§ To be done
Express the lines as a JSON list of strings, one string per line with blank lines omitted, starting at the first line and ending at the line that contains "top-left (269, 283), bottom-right (383, 394)", both included.

(Region labeling records)

"""

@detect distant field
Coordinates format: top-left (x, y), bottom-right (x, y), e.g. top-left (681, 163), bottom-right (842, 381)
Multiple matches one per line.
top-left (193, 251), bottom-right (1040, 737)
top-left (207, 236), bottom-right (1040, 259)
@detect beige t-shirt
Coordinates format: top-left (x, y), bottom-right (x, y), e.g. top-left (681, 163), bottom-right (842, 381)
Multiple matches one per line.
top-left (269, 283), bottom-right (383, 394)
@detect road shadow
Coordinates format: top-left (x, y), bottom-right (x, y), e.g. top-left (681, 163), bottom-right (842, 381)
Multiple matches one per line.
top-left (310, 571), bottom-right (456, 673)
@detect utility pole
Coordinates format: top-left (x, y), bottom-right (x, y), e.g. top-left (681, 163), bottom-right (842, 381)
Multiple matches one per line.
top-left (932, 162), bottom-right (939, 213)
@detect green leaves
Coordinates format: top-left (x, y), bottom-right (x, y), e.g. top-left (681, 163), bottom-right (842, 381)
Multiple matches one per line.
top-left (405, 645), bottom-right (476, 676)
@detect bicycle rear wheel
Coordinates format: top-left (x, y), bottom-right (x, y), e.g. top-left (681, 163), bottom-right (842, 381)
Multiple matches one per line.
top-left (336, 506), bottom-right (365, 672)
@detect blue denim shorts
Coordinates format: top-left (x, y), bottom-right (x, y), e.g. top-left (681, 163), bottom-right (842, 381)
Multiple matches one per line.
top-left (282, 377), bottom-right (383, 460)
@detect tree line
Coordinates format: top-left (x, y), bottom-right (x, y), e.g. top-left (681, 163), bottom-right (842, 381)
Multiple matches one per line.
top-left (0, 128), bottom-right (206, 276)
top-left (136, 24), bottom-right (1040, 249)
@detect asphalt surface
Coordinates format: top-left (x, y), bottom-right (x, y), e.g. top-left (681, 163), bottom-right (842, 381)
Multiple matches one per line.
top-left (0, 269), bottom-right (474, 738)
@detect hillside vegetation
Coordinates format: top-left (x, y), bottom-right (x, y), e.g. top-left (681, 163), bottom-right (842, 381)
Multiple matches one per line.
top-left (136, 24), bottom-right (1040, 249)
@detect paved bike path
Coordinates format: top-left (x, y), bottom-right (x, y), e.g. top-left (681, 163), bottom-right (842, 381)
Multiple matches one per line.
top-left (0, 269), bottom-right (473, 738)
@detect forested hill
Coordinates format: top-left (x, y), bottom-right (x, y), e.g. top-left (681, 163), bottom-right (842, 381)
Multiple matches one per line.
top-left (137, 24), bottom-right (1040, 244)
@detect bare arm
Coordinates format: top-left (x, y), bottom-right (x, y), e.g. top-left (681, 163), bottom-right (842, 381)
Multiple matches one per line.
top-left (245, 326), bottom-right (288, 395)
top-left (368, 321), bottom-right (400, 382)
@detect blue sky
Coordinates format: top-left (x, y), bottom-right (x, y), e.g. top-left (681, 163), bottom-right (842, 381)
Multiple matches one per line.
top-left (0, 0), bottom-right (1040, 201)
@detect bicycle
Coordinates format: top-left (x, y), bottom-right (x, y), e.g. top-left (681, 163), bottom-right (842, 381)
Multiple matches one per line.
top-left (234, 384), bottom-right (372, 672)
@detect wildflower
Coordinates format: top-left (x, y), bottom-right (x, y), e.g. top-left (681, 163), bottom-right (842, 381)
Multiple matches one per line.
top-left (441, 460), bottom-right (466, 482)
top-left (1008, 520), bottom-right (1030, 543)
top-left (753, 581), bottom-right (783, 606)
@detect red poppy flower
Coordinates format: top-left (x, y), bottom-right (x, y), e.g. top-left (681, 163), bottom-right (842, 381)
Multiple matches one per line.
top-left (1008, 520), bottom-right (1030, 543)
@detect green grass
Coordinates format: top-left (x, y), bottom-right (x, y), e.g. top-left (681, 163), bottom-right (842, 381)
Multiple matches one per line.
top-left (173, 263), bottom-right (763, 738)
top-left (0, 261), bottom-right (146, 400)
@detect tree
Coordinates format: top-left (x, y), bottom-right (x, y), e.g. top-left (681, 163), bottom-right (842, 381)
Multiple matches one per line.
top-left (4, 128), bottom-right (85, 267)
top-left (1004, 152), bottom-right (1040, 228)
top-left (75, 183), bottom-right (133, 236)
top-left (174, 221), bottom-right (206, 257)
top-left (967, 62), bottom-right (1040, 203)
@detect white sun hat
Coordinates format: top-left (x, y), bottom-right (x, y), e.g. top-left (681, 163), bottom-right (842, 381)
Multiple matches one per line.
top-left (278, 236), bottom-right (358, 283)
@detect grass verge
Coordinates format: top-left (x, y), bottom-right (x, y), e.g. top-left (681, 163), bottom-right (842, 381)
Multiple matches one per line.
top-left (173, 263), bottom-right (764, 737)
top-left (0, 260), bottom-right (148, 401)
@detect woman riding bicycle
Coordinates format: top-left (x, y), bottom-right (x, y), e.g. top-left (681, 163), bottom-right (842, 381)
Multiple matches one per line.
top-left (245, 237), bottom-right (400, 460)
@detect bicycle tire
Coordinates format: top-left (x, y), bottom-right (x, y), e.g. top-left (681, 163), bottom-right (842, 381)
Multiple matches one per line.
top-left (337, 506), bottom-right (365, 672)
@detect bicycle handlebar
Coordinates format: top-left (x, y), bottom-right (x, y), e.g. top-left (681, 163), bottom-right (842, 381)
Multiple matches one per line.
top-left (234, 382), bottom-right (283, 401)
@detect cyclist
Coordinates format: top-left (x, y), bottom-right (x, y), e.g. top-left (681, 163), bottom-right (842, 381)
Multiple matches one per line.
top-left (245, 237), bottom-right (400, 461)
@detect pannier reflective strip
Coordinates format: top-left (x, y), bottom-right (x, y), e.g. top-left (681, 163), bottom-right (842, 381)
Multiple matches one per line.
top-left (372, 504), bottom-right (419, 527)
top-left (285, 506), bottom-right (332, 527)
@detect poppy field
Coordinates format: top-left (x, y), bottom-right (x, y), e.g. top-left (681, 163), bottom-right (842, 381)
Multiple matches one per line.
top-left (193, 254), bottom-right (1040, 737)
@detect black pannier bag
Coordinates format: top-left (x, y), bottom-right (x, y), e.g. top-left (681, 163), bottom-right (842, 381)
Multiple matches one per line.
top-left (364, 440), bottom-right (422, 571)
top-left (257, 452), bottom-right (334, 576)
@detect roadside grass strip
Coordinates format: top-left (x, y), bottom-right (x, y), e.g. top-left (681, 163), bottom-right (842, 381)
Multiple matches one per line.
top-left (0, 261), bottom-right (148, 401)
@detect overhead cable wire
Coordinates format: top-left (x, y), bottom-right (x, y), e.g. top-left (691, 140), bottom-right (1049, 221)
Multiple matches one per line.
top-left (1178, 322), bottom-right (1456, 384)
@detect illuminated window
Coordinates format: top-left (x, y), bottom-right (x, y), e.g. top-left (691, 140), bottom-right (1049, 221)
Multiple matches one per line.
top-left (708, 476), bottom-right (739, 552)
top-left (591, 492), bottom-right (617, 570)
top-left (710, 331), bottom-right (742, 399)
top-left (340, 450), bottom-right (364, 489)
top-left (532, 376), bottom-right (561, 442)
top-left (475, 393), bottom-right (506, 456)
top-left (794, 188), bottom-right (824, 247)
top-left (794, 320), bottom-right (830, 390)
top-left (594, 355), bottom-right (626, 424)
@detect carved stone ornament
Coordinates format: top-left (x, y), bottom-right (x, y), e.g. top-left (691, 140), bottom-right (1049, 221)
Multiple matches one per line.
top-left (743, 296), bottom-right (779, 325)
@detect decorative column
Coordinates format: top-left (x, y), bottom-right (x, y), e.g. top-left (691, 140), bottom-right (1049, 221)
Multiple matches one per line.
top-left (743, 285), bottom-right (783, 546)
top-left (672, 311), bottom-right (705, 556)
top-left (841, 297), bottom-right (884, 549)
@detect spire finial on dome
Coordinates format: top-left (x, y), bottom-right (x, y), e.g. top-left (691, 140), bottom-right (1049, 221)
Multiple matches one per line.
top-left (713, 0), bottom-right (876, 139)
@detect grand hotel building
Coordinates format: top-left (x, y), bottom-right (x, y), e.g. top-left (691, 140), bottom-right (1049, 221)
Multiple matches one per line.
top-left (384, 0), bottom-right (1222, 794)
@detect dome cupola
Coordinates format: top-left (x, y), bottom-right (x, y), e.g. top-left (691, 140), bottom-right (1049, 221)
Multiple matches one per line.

"""

§ Task result
[
  "@detect distant field",
  "Coordinates format: top-left (x, y), bottom-right (x, y), e.g. top-left (681, 163), bottom-right (842, 381)",
  "Multiple matches one per line.",
  "top-left (193, 251), bottom-right (1040, 737)",
  "top-left (207, 236), bottom-right (1040, 259)",
  "@detect beige t-shirt",
  "Coordinates format: top-left (x, y), bottom-right (x, y), e.g. top-left (681, 163), bottom-right (842, 381)",
  "Multiple matches one per line.",
  "top-left (269, 283), bottom-right (383, 394)"
]